» **EXERCISE AIM**:
Continue the passage on TFS and SSP's airport business in India, starting right after its last sentence.

» **SELECTED PASSAGE**:
--- START ---

Elaborating, Kapur said: “We are privileged to have some leading Indian funds as well as global players who have looked into our business in India, how it has progressed in the last few years, and are excited about the opportunity ahead. They are all taking a long-term view, which is the way we look at the business too.
“The story of India has been and continues to be built on the tailwinds of passenger and infrastructure growth in the market. TFS delivers with its culture, and combined with SSP’s expertise it becomes a winning formula.
“Our top priority is our employee happiness, which leads to customer satisfaction, plus we have the right brand partners and can deliver the experience. Ultimately, that all comes together to deliver a strong financial result. That is hopefully what the partners and the shareholders who have come onboard see as our DNA. And we have been delivering too – in the last two years we have grown the business by around +20% on average.
“For the next stage, in addition just to the Indian story itself, which has a long runway ahead, we are taking our lounge expertise global with SSP. Here we see a big opportunity. In lounges globally, companies are pushing the envelope in terms of experience, which is what we do well.”

Coveney said, “If you just look at the sources of growth from here, the centrepiece is TFS’s extraordinary market position, leadership, relationships and the opportunity in this, the third-largest aviation market in the world.
“Then the second part, on which we are working hard, and which will be a real focus of what we do together over the coming years, is the format capability in the lounge channel that Varun speaks about. We rate that really highly.

--- END ---

» **DATA LISTING**:

--- START ---

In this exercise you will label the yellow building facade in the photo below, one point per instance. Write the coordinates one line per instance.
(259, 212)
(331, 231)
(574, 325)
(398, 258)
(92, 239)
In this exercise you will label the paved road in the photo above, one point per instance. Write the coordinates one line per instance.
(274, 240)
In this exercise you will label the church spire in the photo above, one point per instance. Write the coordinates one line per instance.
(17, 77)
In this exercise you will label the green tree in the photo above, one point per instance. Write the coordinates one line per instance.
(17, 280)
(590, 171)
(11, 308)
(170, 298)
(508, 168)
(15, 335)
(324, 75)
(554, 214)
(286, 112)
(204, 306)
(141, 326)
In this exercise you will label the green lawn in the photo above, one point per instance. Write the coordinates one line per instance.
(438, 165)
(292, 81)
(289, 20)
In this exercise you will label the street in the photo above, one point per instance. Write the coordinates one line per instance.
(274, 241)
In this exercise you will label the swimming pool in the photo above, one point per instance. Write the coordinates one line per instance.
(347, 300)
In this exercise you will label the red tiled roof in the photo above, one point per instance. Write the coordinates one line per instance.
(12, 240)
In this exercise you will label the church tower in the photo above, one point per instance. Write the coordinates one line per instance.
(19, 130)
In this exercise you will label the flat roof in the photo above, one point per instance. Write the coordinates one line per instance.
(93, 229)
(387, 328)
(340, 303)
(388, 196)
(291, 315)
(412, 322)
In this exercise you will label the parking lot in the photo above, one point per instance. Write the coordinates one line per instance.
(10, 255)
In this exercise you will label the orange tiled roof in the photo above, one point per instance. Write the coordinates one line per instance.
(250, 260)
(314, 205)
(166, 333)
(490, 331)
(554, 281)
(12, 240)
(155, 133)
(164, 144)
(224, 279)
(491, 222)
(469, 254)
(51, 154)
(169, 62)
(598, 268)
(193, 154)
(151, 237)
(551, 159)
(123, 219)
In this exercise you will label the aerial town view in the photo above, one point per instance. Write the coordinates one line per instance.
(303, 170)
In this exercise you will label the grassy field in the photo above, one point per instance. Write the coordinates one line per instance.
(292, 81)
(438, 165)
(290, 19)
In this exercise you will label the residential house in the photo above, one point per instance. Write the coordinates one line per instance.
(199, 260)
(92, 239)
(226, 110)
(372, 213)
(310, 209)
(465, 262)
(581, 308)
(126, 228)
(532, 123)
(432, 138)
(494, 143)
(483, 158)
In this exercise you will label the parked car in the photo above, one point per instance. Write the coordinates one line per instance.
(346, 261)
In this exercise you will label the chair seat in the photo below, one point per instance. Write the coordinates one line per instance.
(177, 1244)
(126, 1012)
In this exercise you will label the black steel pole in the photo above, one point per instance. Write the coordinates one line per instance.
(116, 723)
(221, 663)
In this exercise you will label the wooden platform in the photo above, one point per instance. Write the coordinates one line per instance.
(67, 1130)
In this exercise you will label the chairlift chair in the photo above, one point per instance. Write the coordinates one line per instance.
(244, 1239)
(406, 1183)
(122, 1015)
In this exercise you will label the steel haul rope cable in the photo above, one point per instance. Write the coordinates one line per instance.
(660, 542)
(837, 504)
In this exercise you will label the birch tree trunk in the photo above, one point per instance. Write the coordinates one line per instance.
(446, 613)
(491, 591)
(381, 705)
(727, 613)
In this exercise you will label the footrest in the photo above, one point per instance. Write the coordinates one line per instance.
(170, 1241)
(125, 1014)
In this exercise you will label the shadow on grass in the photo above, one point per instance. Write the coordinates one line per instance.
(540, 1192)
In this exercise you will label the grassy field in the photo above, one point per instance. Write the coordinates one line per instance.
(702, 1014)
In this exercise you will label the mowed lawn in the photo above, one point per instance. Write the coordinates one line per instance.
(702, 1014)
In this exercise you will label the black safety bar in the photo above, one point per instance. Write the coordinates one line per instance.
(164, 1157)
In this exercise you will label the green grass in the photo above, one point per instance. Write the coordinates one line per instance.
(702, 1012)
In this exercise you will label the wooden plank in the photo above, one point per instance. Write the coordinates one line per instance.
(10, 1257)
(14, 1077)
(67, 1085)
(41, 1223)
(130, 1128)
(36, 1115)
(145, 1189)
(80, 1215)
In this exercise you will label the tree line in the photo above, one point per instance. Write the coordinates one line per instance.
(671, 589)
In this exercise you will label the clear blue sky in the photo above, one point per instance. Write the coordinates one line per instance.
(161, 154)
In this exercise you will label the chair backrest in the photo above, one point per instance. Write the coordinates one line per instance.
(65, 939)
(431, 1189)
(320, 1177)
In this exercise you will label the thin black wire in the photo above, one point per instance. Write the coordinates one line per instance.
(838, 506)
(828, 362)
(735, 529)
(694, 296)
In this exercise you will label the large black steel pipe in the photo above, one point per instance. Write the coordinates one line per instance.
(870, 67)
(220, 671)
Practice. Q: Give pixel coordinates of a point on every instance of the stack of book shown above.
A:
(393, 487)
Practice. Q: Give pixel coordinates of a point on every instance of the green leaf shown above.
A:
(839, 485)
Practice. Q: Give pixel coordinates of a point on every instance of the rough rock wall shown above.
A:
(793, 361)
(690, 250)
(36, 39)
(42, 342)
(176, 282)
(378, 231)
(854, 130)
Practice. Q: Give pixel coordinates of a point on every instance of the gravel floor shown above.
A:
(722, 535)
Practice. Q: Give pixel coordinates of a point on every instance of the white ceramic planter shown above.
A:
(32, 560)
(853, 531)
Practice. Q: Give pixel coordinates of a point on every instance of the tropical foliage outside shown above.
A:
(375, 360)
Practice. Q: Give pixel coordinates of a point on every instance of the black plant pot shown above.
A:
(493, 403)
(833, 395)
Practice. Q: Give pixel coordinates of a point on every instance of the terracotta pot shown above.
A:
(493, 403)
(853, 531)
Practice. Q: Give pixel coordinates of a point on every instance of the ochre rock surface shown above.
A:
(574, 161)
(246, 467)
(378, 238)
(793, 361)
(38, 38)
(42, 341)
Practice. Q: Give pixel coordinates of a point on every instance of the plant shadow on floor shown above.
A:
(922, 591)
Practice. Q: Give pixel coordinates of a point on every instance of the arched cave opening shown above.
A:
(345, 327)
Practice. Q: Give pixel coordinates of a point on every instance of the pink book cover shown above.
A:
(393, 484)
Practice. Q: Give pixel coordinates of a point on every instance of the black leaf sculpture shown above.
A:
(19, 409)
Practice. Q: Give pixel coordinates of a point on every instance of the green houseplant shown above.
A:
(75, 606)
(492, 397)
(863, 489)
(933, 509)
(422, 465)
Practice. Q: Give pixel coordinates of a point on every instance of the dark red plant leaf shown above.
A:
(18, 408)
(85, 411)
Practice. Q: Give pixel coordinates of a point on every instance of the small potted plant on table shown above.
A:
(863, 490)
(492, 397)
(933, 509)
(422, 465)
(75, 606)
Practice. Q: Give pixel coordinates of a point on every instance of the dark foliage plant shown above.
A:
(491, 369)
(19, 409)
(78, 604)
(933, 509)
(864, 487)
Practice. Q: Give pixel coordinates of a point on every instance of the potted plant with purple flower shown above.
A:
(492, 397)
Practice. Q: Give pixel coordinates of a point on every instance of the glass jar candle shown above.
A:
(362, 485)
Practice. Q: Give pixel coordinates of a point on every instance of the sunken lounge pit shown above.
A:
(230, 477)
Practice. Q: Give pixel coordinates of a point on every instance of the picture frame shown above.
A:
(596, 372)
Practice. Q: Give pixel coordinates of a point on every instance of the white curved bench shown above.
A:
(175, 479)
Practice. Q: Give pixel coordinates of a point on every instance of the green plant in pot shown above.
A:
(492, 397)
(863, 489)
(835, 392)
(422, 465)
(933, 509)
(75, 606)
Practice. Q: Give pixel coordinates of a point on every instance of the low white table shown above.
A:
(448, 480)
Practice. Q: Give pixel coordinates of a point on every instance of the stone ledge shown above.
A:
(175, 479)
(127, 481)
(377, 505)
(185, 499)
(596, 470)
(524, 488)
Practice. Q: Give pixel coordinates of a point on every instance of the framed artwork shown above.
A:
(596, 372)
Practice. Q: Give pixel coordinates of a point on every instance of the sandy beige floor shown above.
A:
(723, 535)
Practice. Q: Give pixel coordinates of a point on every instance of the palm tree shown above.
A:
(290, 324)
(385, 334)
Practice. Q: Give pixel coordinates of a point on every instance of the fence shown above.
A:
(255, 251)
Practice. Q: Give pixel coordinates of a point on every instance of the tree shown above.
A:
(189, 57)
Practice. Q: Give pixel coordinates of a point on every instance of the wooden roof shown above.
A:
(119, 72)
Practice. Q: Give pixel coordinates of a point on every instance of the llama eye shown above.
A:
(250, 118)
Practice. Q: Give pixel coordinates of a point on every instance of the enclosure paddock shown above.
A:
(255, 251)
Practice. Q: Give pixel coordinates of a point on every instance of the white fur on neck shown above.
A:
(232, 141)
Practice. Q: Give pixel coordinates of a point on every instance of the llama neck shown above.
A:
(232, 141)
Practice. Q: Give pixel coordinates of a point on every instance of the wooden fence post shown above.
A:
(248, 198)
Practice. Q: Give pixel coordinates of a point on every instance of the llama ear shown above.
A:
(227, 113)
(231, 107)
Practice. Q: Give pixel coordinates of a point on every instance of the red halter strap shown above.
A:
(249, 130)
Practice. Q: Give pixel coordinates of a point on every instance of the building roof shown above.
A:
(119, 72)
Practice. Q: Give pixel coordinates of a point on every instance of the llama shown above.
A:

--- END ---

» **RESPONSE AREA**:
“We will use the rest of SSP’s client relationships, market knowledge, food supply chain and operating processes in many other markets in the world. But where lounge opportunities come up, we will partner with TFS to access them in different ways in different markets.
“So everything in India will come through TFS. Then we will provide an access point for their lounge capability, with all of the local tailoring, client relationships and knowledge that SSP brings to the rest of the world, just as we have done in Malaysia and in Hong Kong already. The scope of the lounges partnership is global, and the sequence of markets we enter we will work out over time, though we see a strong initial focus on Asia.”

On whether TFS would diversify from its core in F&B and lounges as it grows, Kapur said: “There is so much to do in our existing channels. We understand what we do well. We have been doing it for years with the expertise of both partners.
“The runway in the core market, in India, is looking even better for the next ten years than it did for the past ten. And our ambition is even greater now than it ever was. So the opportunity lies in those segments we excel in, whereas other channels such as duty free are not part of our DNA.”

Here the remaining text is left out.